- **Description of the task**
Copy exactly the last part of the entries, starting from the line with "white sneaker, writing" and including the final line.

++++

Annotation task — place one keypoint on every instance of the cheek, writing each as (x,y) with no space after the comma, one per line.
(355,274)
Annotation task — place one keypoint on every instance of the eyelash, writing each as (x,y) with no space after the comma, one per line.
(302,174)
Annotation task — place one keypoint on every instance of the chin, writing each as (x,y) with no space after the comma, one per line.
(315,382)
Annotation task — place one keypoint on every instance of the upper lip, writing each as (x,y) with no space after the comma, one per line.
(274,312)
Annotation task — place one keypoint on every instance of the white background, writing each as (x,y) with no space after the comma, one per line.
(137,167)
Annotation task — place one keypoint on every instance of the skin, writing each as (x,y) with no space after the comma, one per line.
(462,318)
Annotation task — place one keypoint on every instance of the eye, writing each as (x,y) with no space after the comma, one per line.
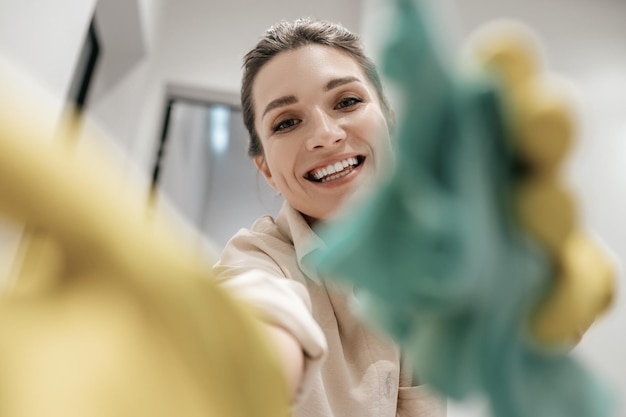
(348,102)
(285,124)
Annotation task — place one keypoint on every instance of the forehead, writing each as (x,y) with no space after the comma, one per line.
(308,67)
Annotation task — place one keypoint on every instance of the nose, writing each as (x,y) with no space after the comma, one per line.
(326,131)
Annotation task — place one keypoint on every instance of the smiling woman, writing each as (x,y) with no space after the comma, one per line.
(319,128)
(324,117)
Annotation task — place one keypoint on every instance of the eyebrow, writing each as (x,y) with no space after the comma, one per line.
(337,82)
(286,100)
(279,102)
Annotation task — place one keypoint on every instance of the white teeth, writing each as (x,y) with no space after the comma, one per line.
(335,170)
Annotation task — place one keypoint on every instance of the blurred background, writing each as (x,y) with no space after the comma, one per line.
(160,78)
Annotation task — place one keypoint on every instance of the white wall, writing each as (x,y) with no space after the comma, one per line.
(584,41)
(44,39)
(200,43)
(40,42)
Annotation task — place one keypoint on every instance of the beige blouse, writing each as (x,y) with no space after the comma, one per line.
(349,371)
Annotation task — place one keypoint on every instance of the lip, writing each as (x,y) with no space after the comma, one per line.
(309,175)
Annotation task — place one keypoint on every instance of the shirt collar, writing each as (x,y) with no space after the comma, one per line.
(292,224)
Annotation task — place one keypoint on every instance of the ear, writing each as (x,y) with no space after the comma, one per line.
(261,165)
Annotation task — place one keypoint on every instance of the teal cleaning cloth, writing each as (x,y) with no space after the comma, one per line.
(435,255)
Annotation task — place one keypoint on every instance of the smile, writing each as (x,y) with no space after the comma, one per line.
(336,170)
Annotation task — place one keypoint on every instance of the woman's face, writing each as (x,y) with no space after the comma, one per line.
(323,131)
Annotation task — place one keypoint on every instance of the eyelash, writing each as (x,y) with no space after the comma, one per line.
(344,103)
(352,102)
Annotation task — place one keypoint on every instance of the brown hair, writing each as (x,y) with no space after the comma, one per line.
(287,36)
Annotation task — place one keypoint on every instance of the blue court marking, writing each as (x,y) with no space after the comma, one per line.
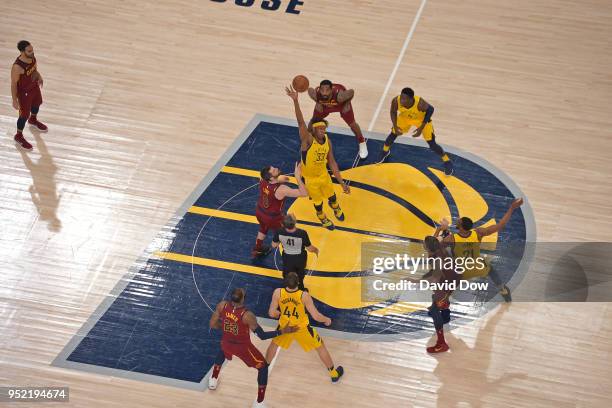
(157,327)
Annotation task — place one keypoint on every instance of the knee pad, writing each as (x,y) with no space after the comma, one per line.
(331,200)
(262,375)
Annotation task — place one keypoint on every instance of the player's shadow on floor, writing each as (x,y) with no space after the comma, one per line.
(43,189)
(463,373)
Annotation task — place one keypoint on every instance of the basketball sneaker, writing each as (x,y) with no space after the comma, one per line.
(20,140)
(37,124)
(438,348)
(383,156)
(363,150)
(340,372)
(448,168)
(338,213)
(212,383)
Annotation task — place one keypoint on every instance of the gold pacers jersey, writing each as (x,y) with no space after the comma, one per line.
(409,116)
(292,309)
(466,247)
(314,160)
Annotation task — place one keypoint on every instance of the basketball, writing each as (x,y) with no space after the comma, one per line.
(300,83)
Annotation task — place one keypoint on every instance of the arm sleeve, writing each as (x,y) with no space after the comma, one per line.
(266,335)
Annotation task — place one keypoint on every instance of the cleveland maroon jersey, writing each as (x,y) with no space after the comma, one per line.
(267,198)
(234,329)
(332,102)
(26,82)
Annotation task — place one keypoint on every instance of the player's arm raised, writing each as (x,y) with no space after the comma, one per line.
(312,93)
(286,191)
(305,135)
(16,72)
(331,160)
(484,231)
(215,319)
(344,96)
(312,309)
(251,321)
(393,113)
(428,109)
(273,311)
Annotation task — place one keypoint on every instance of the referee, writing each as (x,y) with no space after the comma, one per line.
(295,243)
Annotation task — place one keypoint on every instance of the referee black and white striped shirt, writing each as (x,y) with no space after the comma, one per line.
(294,243)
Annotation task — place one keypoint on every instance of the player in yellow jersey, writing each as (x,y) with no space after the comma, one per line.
(317,154)
(465,243)
(289,305)
(408,110)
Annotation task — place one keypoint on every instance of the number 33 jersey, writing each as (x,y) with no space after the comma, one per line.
(292,309)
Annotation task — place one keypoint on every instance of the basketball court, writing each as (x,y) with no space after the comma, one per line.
(134,215)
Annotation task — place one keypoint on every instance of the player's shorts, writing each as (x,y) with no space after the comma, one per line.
(268,221)
(247,352)
(27,99)
(307,337)
(345,109)
(405,126)
(319,188)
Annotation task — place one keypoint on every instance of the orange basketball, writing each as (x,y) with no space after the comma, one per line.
(300,83)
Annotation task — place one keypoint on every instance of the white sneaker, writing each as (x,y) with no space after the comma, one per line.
(212,383)
(363,150)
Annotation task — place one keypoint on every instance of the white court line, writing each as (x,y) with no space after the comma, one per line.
(400,57)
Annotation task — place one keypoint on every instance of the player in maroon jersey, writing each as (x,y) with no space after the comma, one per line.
(330,98)
(440,305)
(26,82)
(269,210)
(237,322)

++++

- **Output below**
Annotation task — place one keypoint on every instance of the white sneaker, writing each as (x,y) with no space after the comma, one per line.
(212,383)
(363,150)
Annotation task — place one keypoint on every instance of the white court line, writing each as (x,y) with no space after the comma, one per line.
(400,57)
Annotation task — place one keypoint on every instance of the player in maroon jersey, writing each as (x,y) with no space after the comma, one per line.
(330,98)
(440,305)
(26,82)
(269,210)
(237,322)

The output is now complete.